====== MATERIAL TO PROCESS ======

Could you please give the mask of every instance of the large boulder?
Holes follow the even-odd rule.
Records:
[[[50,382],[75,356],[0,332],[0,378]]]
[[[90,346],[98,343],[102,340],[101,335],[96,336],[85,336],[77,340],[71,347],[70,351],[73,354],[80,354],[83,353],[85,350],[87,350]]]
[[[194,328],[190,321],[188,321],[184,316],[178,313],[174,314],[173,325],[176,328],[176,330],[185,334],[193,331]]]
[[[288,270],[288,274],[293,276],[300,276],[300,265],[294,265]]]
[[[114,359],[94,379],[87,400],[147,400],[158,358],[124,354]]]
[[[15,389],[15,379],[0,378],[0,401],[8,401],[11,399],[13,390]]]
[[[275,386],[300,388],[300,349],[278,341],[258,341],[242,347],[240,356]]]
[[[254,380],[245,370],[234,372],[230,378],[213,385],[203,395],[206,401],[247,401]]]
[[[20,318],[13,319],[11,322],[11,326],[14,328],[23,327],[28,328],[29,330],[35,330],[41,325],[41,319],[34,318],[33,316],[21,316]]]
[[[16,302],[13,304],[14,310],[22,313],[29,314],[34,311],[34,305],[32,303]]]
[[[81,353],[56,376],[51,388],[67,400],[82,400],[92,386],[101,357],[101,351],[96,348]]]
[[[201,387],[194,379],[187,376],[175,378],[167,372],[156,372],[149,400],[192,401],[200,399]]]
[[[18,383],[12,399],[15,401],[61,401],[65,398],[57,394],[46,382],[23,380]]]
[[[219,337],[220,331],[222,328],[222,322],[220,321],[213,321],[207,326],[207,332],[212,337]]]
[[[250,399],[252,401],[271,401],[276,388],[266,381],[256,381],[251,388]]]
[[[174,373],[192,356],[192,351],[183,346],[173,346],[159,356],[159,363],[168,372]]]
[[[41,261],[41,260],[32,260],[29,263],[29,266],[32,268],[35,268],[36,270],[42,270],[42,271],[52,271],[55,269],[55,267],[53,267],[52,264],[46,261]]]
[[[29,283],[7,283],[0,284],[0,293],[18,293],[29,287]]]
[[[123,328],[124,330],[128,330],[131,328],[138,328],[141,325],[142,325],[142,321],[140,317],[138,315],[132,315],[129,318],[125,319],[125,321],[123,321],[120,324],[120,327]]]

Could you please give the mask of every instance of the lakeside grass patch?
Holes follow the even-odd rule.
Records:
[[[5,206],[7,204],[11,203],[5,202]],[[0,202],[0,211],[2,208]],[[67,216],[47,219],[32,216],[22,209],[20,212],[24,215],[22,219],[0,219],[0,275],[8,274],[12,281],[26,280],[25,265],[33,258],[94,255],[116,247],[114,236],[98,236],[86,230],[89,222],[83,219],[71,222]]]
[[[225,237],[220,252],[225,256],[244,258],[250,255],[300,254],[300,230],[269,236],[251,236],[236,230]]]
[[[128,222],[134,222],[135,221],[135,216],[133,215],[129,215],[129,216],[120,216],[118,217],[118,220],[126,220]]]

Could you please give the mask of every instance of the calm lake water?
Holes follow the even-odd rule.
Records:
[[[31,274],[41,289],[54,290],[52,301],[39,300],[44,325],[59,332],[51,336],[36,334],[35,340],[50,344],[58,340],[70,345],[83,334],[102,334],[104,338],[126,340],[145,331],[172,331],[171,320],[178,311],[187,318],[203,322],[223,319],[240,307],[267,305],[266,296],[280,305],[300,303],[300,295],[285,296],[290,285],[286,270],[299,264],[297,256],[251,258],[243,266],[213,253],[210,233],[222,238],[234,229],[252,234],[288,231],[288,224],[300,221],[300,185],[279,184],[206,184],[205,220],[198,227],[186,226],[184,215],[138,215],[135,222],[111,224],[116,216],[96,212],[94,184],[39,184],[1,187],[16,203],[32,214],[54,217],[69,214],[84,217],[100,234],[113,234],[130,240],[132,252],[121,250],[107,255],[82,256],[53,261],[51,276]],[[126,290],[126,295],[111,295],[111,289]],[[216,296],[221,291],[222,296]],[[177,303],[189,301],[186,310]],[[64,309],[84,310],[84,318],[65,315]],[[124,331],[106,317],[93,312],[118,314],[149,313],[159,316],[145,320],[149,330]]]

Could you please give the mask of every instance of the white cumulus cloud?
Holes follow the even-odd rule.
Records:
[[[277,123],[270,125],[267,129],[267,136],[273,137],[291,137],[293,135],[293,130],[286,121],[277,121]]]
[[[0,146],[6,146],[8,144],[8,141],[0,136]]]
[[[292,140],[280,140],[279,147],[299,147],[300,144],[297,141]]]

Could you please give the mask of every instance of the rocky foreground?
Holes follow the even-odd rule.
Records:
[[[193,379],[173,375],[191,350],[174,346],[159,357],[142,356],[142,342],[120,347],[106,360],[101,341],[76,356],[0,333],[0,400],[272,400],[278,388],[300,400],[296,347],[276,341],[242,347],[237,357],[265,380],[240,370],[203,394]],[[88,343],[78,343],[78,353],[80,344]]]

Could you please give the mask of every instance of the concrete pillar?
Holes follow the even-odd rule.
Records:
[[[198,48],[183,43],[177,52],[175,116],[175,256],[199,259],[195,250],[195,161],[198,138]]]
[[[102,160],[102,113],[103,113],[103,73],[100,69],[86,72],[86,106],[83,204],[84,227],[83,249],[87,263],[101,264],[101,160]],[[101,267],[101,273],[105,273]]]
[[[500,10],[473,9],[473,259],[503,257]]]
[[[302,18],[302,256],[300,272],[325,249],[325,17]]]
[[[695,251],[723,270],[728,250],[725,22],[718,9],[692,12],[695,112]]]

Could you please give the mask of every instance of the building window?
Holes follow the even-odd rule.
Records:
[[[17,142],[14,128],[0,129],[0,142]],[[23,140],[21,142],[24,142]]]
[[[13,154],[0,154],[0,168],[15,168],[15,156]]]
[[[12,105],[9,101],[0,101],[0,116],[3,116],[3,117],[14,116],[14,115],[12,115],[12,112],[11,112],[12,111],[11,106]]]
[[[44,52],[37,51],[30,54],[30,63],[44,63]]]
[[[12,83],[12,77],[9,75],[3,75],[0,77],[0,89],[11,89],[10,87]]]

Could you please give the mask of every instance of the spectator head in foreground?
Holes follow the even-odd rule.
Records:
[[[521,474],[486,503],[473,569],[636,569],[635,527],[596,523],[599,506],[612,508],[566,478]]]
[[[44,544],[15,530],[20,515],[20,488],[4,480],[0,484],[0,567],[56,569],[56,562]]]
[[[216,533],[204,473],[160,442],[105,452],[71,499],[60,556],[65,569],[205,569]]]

======

WHAT TO DO> For the string "Could", filter the data and copy out each line where it occurs.

SOLVED PROBLEM>
Could you please give the mask of every instance of the large boulder?
Could you please give the mask of every instance of the lakeside grass patch?
Could you please give the mask of every instance of the calm lake water?
Could you please give the mask of every instance of the white cumulus cloud?
Could you please give the mask of every instance of the rocky foreground?
Could you please give the mask of every instance of the concrete pillar?
Could you please give the mask of every instance of the building window?
Could you please give the mask of every instance of the spectator head in foreground?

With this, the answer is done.